• _Teks Pilihan_
________________________

Sunday, August 22, 2010

Lima Masjid Pathok Negara di Empat Penjuru Mata Angin

[ Minggu, 22 Agustus 2010 ]

Sebagai periode akhir kerajaan Islam di Jawa, Kasultanan Jogjakarta memiliki sederet masjid kagungan dalem. Selain Masjid Agung Kauman di sebelah barat Alun-Alun Utara Jogja yang dikenal sebagai masjid kerajaan, setidaknya ada lima masjid pathok negara yang tersebar di empat penjuru mata angin.

Yakni, Masjid Mlangi di barat, Masjid Babadan di timur, Masjid Plosokuning di utara, serta Masjid Nurul Huda Dongkelan dan Masjid Wonokromo di selatan. Ada yang bilang, Masjid Agung Kauman dan masjid patok negara di empat penjuru mata angin itulah yang disebut kiblat papat lima pancer.

Selain arsitekturnya yang mirip Masjid Agung di Kauman, masjid-masjid patok negara itu menjadi pusat keagamaan di empat penjuru Jogja. Ada pesantren atau sekolah keagamaan di masjid yang abdi dalem pamethakan itu. Masjid patok negara juga khas karena tidak dijumpai di Keraton Surakarta.

________________________

• _Catatan Tersimpan_

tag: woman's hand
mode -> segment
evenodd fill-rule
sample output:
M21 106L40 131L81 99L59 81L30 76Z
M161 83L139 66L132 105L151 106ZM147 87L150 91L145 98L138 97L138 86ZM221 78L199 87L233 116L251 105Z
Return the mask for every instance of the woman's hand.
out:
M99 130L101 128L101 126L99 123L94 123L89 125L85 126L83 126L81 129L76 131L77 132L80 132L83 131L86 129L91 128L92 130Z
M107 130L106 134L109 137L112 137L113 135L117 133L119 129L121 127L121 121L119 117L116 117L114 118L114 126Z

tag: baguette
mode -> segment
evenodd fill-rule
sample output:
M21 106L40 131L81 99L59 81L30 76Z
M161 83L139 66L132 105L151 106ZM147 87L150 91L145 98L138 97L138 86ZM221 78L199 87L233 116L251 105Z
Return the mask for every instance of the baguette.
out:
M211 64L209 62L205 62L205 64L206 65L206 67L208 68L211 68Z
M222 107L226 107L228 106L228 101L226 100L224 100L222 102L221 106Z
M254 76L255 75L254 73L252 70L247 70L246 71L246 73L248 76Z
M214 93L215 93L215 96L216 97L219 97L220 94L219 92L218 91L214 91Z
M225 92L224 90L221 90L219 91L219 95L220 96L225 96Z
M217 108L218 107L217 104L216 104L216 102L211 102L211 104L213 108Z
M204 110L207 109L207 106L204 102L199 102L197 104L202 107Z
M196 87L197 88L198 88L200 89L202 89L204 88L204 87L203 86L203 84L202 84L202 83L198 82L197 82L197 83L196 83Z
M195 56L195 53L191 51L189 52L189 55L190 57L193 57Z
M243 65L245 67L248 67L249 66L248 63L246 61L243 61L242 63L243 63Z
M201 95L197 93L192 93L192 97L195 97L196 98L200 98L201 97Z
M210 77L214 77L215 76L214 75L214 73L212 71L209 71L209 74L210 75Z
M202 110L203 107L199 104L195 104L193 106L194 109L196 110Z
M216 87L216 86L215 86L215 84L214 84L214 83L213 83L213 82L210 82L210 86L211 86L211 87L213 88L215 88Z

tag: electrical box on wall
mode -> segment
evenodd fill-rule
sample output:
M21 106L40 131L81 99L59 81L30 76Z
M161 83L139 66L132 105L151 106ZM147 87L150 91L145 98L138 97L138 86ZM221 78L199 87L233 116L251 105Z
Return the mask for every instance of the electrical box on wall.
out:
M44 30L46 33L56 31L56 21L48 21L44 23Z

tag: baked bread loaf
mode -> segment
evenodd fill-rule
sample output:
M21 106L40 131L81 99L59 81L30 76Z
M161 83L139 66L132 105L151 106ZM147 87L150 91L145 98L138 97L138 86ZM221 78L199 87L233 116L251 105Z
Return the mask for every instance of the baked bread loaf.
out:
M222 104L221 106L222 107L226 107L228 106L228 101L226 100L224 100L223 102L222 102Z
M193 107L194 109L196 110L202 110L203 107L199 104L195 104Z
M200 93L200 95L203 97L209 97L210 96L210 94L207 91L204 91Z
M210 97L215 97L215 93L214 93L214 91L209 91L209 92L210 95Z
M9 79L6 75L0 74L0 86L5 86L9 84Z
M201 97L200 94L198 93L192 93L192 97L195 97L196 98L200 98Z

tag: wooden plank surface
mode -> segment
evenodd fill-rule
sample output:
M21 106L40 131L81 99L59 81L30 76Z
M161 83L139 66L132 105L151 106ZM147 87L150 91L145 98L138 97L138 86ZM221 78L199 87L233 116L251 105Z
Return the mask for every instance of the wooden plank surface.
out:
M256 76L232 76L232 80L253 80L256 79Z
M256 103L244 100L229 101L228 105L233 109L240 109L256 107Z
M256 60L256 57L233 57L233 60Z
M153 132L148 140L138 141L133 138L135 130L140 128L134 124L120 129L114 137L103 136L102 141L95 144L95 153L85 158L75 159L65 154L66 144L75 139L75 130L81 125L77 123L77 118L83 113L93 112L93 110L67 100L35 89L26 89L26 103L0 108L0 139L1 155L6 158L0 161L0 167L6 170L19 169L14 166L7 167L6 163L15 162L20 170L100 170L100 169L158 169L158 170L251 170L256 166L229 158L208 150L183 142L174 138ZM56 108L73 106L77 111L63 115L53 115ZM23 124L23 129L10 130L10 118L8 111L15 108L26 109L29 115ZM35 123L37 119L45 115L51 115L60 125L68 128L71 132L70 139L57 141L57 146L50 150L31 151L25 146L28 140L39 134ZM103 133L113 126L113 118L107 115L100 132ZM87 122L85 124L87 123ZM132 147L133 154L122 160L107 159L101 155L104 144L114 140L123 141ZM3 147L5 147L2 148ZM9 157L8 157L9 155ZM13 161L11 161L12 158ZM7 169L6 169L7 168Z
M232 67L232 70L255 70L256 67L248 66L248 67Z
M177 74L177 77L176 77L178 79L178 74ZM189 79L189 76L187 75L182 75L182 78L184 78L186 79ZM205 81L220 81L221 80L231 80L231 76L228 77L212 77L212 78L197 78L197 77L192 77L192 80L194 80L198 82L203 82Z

________________________

• _Tugas yang Dikerjakan_
1. Tuliskan kembali dari teks tentang masjid pathok negara bagian yang dimulai dari "Yakni, Masjid Mlangi" sampai dengan "di Keraton Surakarta.".
2. Tentukan apakah setiap pernyataan berikut sesuai dengan teks tentang masjid pathok negara. Jawab ya atau tidak, lalu kutip kata-kata penentunya dari teks tersebut. (a) Masjid Mlangi terletak di sebelah barat. (b) Masjid patok negara juga terdapat di Keraton Surakarta. (c) Masjid Babadan berada di sebelah selatan.
3. Lanjutkan teks tentang masjid pathok negara setelah kalimat terakhirnya.

• _Hasil_
1.
Yakni, Masjid Mlangi di barat, Masjid Babadan di timur, Masjid Plosokuning di utara, serta Masjid Nurul Huda Dongkelan dan Masjid Wonokromo di selatan. Ada yang bilang, Masjid Agung Kauman dan masjid patok negara di empat penjuru mata angin itulah yang disebut kiblat papat lima pancer.

Selain arsitekturnya yang mirip Masjid Agung di Kauman, masjid-masjid patok negara itu menjadi pusat keagamaan di empat penjuru Jogja. Ada pesantren atau sekolah keagamaan di masjid yang abdi dalem pamethakan itu. Masjid patok negara juga khas karena tidak dijumpai di Keraton Surakarta.

2.
(a) Ya: "Masjid Mlangi di barat"
(b) Tidak: "Masjid patok negara juga khas karena tidak dijumpai di Keraton Surakarta."
(c) Tidak: "Masjid Babadan di timur"

3.
Arsitektur masjid patok negara khas Jawa ditandai dengan atap tumpang gasal, denah bujur sangkar atau persegi panjang, dengan batur lebih tinggi daripada daerah sekitarnya. Ciri lain, ada serambi, ruang pawestren, mihrab, mimbar, beduk, dan kentongan. Umumnya juga dilengkapi maksura sebagai tempat salat raja. Di masjid itu juga ada kolam keliling.

Bila Bandara Adisucipto dijadikan titik berangkat, Masjid Babadan paling dekat. Hanya perlu sepuluh menit untuk mencapai masjid itu dari bandara. Sekilas, Masjid Babadan tak berbeda dari masjid modern, kecuali mustakanya yang khas arsitektur Jawa, berbentuk gada dan terbuat dari tanah liat. Kolam yang menjadi ciri khas masjid patok negara sudah ditutup, saat itu dipugar pada 1990.

Yang mungkin istimewa, masjid tersebut ternyata pernah ''bedhol desa'' dari Desa Babadan, Banguntapan, ke Babadan Baru, Gedongkuning. Bedhol gedung itu terjadi pada 1943, saat pendudukan Jepang. Saat itu, Jepang ingin membangun lapangan udara di Babadan, Banguntapan, Bantul. Warga dipaksa mengosongkan wilayah tersebut.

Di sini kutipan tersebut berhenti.